Connecticut joined a lawsuit in December to challenge the federal government’s attempt to discredit and limit gender-affirming care.
The U.S. Department of Health and Human Services released a declaration on Dec. 18, 2025, claiming that gender-affirming care is “neither safe nor effective as a treatment modality for gender dysphoria, gender incongruence, or other related disorders in minors.”
Connecticut Attorney General William Tong joined multiple other states to file a lawsuit against HHS Secretary Robert F. Kennedy Jr. and the declaration, calling it “cruel and lawless” in a press release.
“Trump and RFK Jr. are forcing a radical political agenda on doctors and families and weaponizing Medicare and Medicaid funding to deny healthcare to kids,” Tong said. “These extreme actions threaten to decimate medical providers nationwide unless they end gender-affirming care, supplanting medical expertise and parental choice with MAGA ideology.”
HHS proposed two rules related to gender-affirming care the day after it released the declaration. One rule would prohibit the use of state and federal Medicaid and Children’s Health Insurance Program money for “sex-rejecting procedures.”
The second rule would take away hospitals’ Medicare and Medicaid certification if they did not prohibit “sex-rejecting procedures” on children. Both proposed rules are open for public comment until Feb. 17.
The complaint filed by the states alleged that the HHS declaration is “procedurally defective” and “contrary to law.”
“The Secretary has no legal authority to substantively alter the standards of care and effectively ban, by fiat, an entire category of healthcare,” the complaint stated. “Nor does the Secretary have authority to threaten providers’ participation in federal programs, including reimbursement by Medicare and Medicaid, by fiat.”

*-*-*

■ **Task to carry out**
Reproduce the stretch of the Connecticut lawsuit article from "Connecticut Attorney General" through "a press release.". You won't need any of the data.

■ **Dataset section**
*-*-*

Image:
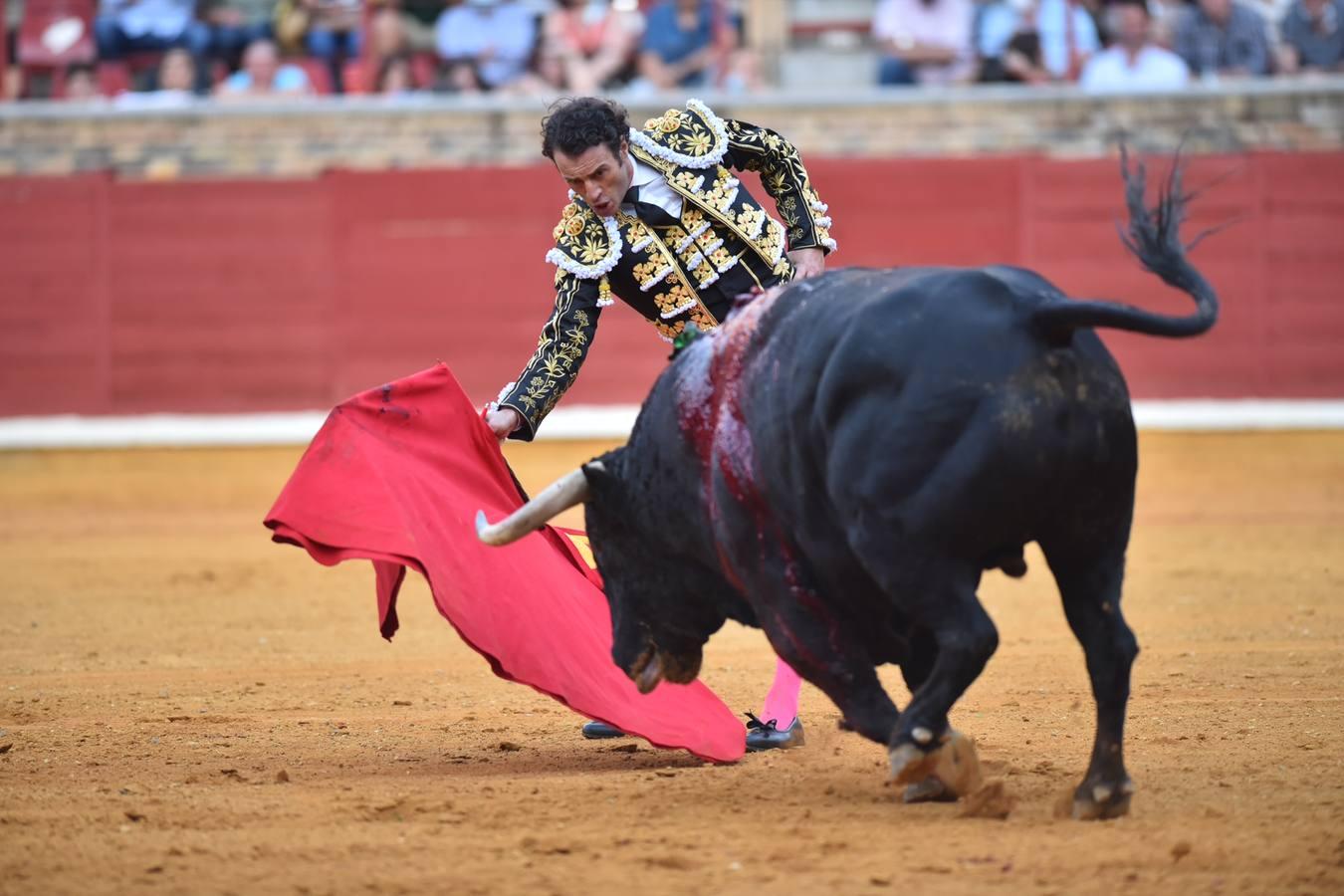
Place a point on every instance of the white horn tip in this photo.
(483, 528)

*-*-*

■ **Response area**
Connecticut Attorney General William Tong joined multiple other states to file a lawsuit against HHS Secretary Robert F. Kennedy Jr. and the declaration, calling it “cruel and lawless” in a press release.